Tally the lines below that include the string "brown". Reply with the total only.
*** Opening RECORDS TO USE ***
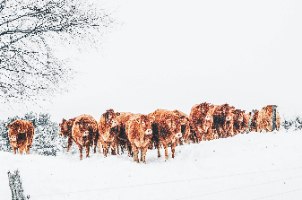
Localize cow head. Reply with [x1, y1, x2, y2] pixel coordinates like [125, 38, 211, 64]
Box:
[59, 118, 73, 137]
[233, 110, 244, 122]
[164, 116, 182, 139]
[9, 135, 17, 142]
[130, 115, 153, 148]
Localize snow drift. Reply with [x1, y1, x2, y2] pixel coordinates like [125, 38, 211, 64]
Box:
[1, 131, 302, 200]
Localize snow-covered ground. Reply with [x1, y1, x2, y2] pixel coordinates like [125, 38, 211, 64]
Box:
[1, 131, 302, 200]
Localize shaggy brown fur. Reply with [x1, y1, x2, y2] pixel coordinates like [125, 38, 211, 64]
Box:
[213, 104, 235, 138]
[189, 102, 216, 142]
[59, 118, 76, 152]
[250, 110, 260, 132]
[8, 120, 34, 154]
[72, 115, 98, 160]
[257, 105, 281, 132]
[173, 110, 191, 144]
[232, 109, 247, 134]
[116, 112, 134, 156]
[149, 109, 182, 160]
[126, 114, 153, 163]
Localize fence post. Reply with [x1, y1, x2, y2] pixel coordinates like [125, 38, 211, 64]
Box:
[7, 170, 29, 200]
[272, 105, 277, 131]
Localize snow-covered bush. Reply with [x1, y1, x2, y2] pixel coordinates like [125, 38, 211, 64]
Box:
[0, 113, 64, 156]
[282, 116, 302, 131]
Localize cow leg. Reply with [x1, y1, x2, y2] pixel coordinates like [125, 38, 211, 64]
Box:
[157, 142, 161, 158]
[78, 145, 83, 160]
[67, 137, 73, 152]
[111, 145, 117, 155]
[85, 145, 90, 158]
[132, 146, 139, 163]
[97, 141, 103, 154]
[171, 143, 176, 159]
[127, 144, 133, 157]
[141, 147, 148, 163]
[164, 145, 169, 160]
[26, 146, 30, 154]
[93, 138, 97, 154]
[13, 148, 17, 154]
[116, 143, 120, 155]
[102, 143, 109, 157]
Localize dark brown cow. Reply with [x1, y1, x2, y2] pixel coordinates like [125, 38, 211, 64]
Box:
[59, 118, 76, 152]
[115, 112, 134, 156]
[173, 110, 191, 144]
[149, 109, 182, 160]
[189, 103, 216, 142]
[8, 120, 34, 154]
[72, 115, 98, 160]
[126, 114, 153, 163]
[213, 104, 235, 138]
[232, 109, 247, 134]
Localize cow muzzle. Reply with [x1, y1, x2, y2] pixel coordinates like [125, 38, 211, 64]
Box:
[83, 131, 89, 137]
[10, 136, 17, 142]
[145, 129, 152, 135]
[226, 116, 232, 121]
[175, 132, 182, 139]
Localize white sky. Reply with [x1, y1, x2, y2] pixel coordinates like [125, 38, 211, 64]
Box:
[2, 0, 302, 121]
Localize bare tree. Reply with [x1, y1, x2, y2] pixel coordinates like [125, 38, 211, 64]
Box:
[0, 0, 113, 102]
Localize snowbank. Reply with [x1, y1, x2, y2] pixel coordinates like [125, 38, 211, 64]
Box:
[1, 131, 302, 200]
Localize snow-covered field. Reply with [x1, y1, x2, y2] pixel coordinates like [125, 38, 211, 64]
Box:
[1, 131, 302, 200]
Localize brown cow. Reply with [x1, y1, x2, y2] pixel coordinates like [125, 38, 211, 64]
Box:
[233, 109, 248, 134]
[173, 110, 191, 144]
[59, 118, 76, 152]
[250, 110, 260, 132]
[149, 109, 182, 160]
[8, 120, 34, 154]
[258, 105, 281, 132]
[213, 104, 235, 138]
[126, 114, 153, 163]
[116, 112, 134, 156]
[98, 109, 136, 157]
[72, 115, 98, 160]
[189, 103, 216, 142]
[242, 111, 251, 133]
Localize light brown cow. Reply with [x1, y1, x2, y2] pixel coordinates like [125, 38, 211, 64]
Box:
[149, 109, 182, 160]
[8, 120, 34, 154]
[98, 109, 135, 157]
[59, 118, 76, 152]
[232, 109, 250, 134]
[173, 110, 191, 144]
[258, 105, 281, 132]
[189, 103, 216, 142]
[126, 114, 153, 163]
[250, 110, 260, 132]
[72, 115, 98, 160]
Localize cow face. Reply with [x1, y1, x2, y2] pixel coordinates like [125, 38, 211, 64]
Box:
*** Closing RECORDS TO USE ***
**WRITTEN SOLUTION**
4